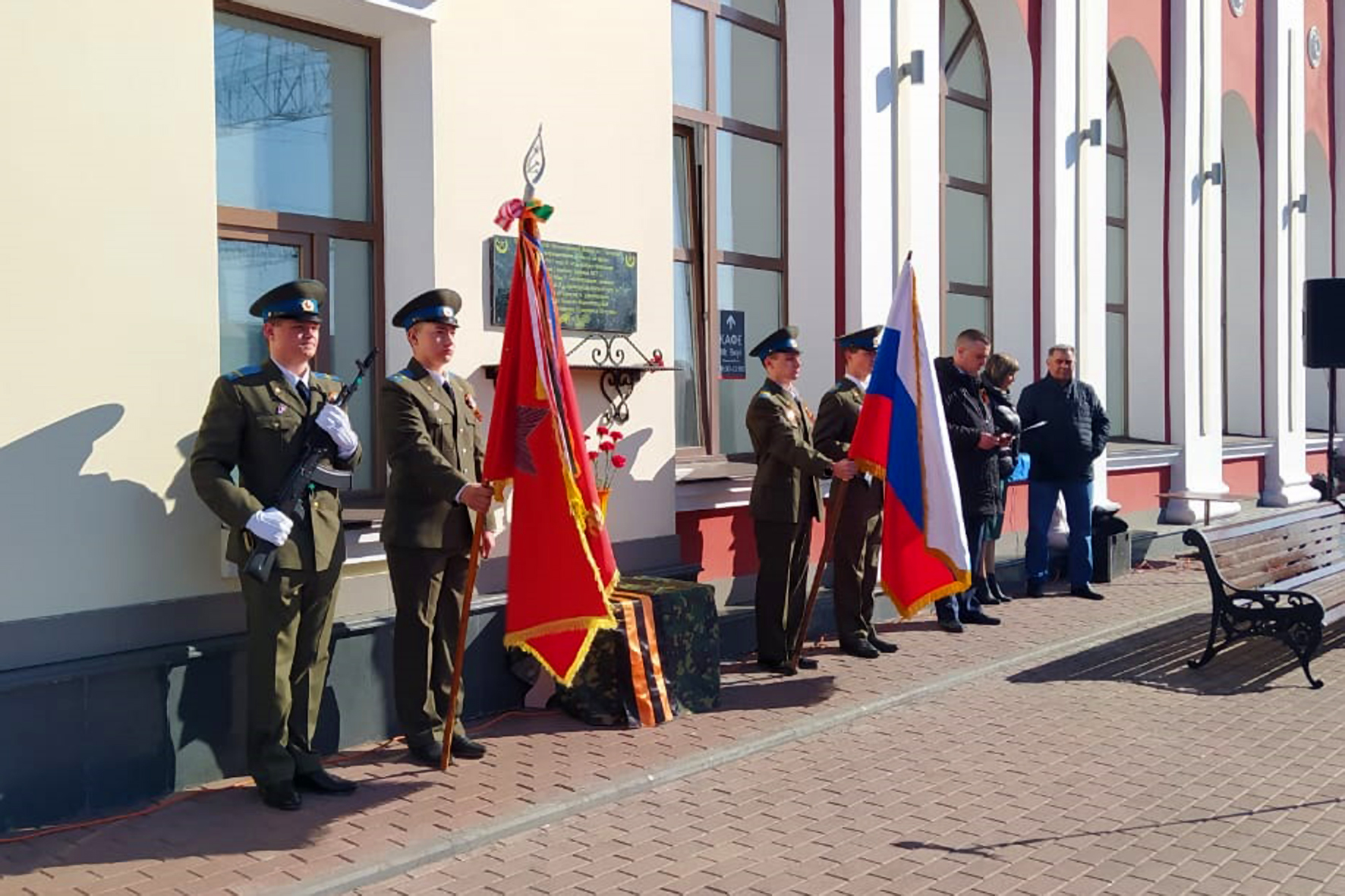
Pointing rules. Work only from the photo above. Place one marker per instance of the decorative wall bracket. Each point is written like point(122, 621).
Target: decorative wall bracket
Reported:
point(618, 370)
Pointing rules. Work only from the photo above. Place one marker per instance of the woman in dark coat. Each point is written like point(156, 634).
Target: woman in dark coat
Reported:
point(997, 379)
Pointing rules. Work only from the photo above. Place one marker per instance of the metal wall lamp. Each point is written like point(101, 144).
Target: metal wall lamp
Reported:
point(1092, 134)
point(915, 69)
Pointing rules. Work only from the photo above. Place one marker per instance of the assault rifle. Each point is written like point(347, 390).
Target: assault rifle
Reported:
point(307, 475)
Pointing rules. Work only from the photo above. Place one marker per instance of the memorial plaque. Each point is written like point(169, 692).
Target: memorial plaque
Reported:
point(595, 288)
point(732, 344)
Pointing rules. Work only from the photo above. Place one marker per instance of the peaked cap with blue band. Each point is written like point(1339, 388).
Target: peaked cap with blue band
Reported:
point(298, 299)
point(867, 339)
point(440, 306)
point(783, 339)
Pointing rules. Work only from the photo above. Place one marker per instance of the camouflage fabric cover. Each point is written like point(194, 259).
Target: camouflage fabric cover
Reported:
point(686, 624)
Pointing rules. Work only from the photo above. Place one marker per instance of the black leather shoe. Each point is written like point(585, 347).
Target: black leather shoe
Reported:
point(430, 753)
point(861, 649)
point(323, 782)
point(883, 646)
point(465, 747)
point(280, 797)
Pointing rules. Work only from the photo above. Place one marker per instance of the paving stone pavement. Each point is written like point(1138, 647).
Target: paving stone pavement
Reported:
******************************
### AUFGABENDETAILS
Aktualisiere das gesamte Material oben, indem du jedes „Pointing rules“ durch „Marking rules“ ersetzt und sonst nichts änderst. Lass die Bilder in deiner Antwort weg.

### ERGEBNIS DER ÜBUNG
Marking rules. Work only from the photo above. Place one marker per instance of the decorative wall bracket. Each point is written like point(122, 621).
Target: decorative wall bracket
Reported:
point(618, 370)
Marking rules. Work only from the photo above. Place one marker per instance of the woman in dark coat. Each point is written like point(156, 634).
Target: woman in dark coat
Reported:
point(997, 379)
Marking rules. Work only from the photo above. Place one marker per instance of the metal wall lamp. Each point is written like point(101, 144).
Target: metal wall lamp
Reported:
point(1092, 134)
point(915, 69)
Marking rules. Work only from the photo above. Place one marker per instance of the assault rifle. Each point is written like point(347, 390).
Target: assault rifle
Reported:
point(307, 475)
Marking rules. Work only from the photo above. Place one marker per instance of the memorial plaque. Each point is written like point(169, 692).
Target: memorial plaque
Reported:
point(595, 288)
point(732, 344)
Marking rules. Work only from the photo above. Place one marker per instance of the peaked cap with blue band. Each point is written like point(1339, 388).
Target: peaked cap with blue band
Reported:
point(298, 299)
point(867, 339)
point(440, 306)
point(783, 339)
Marking rules. Work only from the photo above. Place one marker per instance of the camouflage fabric cover. Each point is written like point(194, 259).
Target: camouflage fabric cover
Reported:
point(686, 624)
Marking rules. Work only from the photo above. Place one marker per instance of the black leather shoe. Each point is written like point(585, 347).
Target: black leather shoe
Reported:
point(430, 753)
point(861, 649)
point(323, 782)
point(883, 646)
point(465, 747)
point(280, 797)
Marking rules. Work only from the photo above. Place one marker per instance of the paving stone pavement. Each point is written like point(1138, 647).
Target: paving stone pavement
Reported:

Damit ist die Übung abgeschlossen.